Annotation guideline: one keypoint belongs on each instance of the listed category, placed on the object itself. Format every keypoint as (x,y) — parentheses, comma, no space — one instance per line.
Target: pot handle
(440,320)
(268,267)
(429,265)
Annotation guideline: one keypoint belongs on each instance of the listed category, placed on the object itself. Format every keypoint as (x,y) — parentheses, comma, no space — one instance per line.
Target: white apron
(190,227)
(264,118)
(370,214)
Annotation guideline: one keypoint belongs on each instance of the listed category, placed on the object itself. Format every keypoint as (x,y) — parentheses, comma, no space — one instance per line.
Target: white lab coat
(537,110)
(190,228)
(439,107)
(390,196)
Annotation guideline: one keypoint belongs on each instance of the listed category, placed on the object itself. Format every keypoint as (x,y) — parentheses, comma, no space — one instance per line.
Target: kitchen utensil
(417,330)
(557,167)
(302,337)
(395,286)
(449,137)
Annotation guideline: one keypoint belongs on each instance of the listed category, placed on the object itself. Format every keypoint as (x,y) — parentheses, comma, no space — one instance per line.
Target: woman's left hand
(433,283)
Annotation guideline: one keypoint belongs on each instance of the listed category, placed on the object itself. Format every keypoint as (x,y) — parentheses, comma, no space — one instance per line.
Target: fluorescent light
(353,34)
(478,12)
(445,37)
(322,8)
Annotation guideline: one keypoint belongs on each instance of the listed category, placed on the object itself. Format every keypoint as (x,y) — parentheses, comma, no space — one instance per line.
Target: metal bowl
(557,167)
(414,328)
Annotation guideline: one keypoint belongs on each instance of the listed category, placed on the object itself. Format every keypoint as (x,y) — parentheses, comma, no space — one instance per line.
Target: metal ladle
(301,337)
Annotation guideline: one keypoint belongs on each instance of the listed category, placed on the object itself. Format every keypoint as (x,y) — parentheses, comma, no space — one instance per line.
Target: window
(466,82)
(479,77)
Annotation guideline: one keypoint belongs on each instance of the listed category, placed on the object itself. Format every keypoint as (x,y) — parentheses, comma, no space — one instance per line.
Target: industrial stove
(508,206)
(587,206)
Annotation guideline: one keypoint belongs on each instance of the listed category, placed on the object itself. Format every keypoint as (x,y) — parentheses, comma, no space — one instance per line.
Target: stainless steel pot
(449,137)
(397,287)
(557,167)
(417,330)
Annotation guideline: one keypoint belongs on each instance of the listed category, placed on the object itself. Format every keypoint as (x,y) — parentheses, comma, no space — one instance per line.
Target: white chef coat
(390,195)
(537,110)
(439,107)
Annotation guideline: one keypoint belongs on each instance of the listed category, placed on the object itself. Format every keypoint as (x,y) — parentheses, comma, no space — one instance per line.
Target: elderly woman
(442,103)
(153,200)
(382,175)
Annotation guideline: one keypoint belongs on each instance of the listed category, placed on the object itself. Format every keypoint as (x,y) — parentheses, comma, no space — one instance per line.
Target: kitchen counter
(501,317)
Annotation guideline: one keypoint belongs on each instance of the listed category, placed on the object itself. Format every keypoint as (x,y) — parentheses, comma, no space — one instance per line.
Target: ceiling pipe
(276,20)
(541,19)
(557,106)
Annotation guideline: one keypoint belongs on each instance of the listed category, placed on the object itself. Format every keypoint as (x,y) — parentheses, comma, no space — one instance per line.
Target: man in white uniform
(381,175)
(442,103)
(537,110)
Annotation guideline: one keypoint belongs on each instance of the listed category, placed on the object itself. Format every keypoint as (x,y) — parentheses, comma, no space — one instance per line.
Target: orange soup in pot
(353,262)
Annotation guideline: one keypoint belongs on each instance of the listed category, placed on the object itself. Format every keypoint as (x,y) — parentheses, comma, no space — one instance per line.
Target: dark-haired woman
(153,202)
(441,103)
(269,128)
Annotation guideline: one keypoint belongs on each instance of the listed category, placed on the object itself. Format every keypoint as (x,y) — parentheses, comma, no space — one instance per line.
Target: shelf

────────────────

## Required action:
Repeat the material in full, exactly as it reads.

## Result of this exercise:
Annotation guideline: one keypoint belongs on each instance of the listed category, placed on the object itself. Format every keypoint as (x,y) — parentheses, comma, no space — one instance per line.
Target: pot handle
(440,320)
(268,267)
(429,265)
Annotation guideline: one keypoint belongs on each instance of the listed category, placed on the object itself. Format every keypoint as (x,y) — parentheses, comma, no space — one instance per line.
Target: white apron
(190,227)
(264,118)
(370,214)
Annotation guideline: one keypoint belongs on each instance of the listed category, placed on the object itself. Format every keypoint as (x,y) — parentheses, comma, no space — one instance per line.
Target: white lab coat
(537,110)
(190,228)
(439,107)
(390,196)
Annotation guideline: one keypoint belongs on each instance of the listed category, placed on the object itself. Format every keypoint as (x,y) — parentheses, comma, no space — one instance per line.
Target: kitchen utensil
(417,330)
(557,167)
(302,337)
(395,286)
(449,137)
Annotation guideline: one keypoint belongs on each instance of the listed category, placed on the object itself. Format every keypoint as (x,y) — parentheses, comma, no space — one instance per line.
Target: woman's left hand
(433,283)
Annotation guideline: one keypoint belongs on each instance of the listed category, placed on the object itself. Format every keypoint as (x,y) — parentheses, comma, no space — one instance per line.
Target: fluorescent light
(353,34)
(478,12)
(445,37)
(322,8)
Annotation guideline: one keypoint belongs on each instance of the listed category, placed on the object itself. Format every keypoint as (x,y) — parentheses, comma, no space — one instance per line.
Target: metal bowl
(557,167)
(414,328)
Annotation guideline: one keypoint belongs on each instance of the listed category, placed on the object itself. Format every keypoint as (x,y) — parentheses, comma, no space — one instance per line.
Target: metal ladle
(301,337)
Annotation guideline: one keypoint belongs on each instance of the listed category, placed on the object itself. Format every keypoint as (x,y) — parentheses, comma, no space — one instance per line.
Target: window
(466,82)
(479,77)
Annotation guideline: one keypoint belongs on each instance of the listed category, placed on the object itself. Format every keypoint as (x,y) — parentheses, comma, no space — one instance per line.
Target: industrial stove
(508,206)
(587,206)
Annotation guideline: one keypoint belongs on each instance of the listed category, placed on the object itself. Format every keypoint as (x,y) — parentheses, comma, no space — one instance per line.
Target: stainless steel pot
(449,137)
(397,287)
(557,167)
(417,330)
Annotation guideline: one keypoint belongs on each instance of the listed category, placed on the object itself. Format every keypoint as (x,y) — parentheses, comma, no space — one instance per line.
Target: white chef coat
(390,195)
(537,110)
(439,107)
Annotation guideline: one keypoint belongs on each instance of the listed category, placed on the object itself. Format every keypoint as (x,y) — parentheses, comma, no space — one instance per line.
Target: elderly woman
(442,103)
(153,200)
(382,175)
Annotation guideline: one keypoint belongs on each instance of the listed category, placed on the object itself. Format every keypoint as (x,y) — parentheses, comma, no space — one instance per line.
Target: kitchen counter
(501,317)
Annotation guideline: one keypoint belongs on each instance of the listed category, placed on the object itself. Format every keypoint as (x,y) — parentheses, comma, no space — one instance per line.
Target: ceiling pipe
(276,20)
(541,19)
(557,106)
Annotation guideline: one keypoint belongs on each instance of the listed category, placed on the object itself. Format every keypoint as (x,y) — parentheses, comma, no space — one instance per line.
Target: man in white uniform
(381,175)
(442,103)
(537,110)
Annotation guideline: one keypoint belongs on each instance of the listed category, placed on the object itself. Format every keypoint as (x,y) — parentheses, comma, no space — one instance per line.
Target: orange soup in pot
(353,262)
Annotation guideline: one keypoint belongs on each instance of the listed category, placed on the object itself. Format every keypoint as (x,y) — parentheses, comma, no space — one instance per line.
Target: dark-haired woman
(153,202)
(441,103)
(269,128)
Annotation guideline: one keypoint belongs on each instance of the listed category, placed on the object itself. Format every keypoint as (x,y) — parentheses, comma, no space — one instance per line.
Target: shelf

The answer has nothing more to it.